• TEXTE FOURNI
Détection d’anomalies dans les graphes de documents

Équipe d’encadrement : Jean-Louis Dessalles (Telecom Paris), Pirmin Lemberger (OnePoint), Tiphaine Viard (Telecom Paris)

Nous souhaitons nous intéresser à la détection d’anomalies dans des contextes où la donnée possède à la fois une composante textuelle et une structure de graphe. Les exemples de telles données sont nombreux : il peut s’agir d’articles sur Wikipédia, de tweets, d’articles de presse, de bases de logs informatiques, de publications scientifiques… Dans tous les cas, on a un graphe où des nœuds sont reliés entre eux, et où du texte est associé ; ainsi, pour Wikipédia, les nœuds contiennent la page Wikipédia, et deux nœuds sont reliés s’il y a un lien hypertexte entre ces pages. De nombreux travaux s’intéressent à la modélisation de ces données ainsi qu’à diverses tâches, telles que la classification d’entités nommées [Viard et al. 2020], ou la détection d’anomalies [Venturini 2020]. La recherche autour de ces données est très active.

Par ailleurs, l’apprentissage en contexte semble de prime abord contradictoire avec l’approche data (qui vise à anticiper l’ensemble des contextes possibles). Certaines approches ”one-shot” (Lake et al. 2011) apprennent au préalable à représenter les données dans un espace plus restreint (rappelant les espaces latents) où discriminer devient facile. La notion de contraste étend cette idée. Elle opère dans un espace géométrique (par ex. un espace latent). Le principe consiste non seulement à séparer deux données (par exemple une observation de son prototype le plus proche), mais de plus à interpréter la différence obtenue. Cela est possible dans un espace géométrique : la différence vectorielle est un vecteur du même espace. Extraire des contextes pertinents, les caractériser, et construire une algèbre du contraste sont autant de problèmes ouverts du domaine.

• OBJECTIF DE L'EXERCICE
Recopiez à l'identique le passage du texte sur la détection d'anomalies dans les graphes de documents qui va de « Par ailleurs, l’apprentissage » jusqu'à « ouverts du domaine. » inclus.

• INFORMATIONS FOURNIES
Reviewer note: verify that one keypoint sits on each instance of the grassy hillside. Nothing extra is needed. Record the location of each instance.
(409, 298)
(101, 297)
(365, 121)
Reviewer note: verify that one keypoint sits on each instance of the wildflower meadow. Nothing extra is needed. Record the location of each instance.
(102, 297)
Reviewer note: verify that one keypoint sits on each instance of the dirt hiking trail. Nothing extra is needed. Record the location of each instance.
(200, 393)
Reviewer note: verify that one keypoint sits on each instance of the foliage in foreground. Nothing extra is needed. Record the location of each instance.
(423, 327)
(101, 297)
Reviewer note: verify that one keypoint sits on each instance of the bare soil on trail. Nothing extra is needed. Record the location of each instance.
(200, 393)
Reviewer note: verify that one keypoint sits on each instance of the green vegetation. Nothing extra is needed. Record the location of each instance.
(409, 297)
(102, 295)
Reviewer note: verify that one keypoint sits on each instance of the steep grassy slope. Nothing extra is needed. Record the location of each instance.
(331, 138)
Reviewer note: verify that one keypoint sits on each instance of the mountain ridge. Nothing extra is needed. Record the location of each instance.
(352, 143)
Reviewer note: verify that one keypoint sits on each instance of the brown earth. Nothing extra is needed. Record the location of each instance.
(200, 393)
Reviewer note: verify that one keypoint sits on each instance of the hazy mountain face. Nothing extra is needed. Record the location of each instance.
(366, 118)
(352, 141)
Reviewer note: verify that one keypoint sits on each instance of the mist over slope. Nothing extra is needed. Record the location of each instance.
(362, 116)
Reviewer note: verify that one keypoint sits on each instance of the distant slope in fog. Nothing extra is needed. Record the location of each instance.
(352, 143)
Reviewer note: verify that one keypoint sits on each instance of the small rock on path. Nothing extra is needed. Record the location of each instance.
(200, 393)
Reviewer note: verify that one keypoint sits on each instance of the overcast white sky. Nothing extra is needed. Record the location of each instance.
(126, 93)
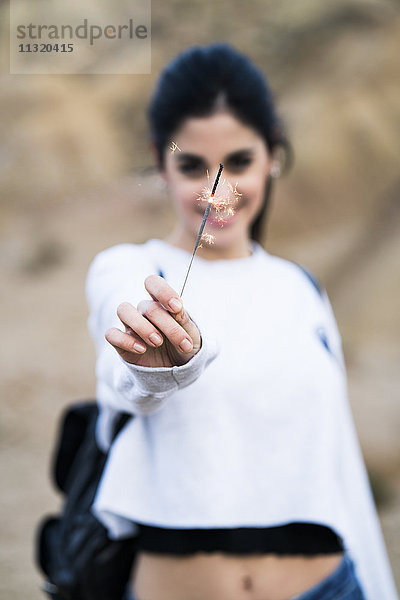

• PROBLÈME RÉSOLU
Par ailleurs, l’apprentissage en contexte semble de prime abord contradictoire avec l’approche data (qui vise à anticiper l’ensemble des contextes possibles). Certaines approches ”one-shot” (Lake et al. 2011) apprennent au préalable à représenter les données dans un espace plus restreint (rappelant les espaces latents) où discriminer devient facile. La notion de contraste étend cette idée. Elle opère dans un espace géométrique (par ex. un espace latent). Le principe consiste non seulement à séparer deux données (par exemple une observation de son prototype le plus proche), mais de plus à interpréter la différence obtenue. Cela est possible dans un espace géométrique : la différence vectorielle est un vecteur du même espace. Extraire des contextes pertinents, les caractériser, et construire une algèbre du contraste sont autant de problèmes ouverts du domaine.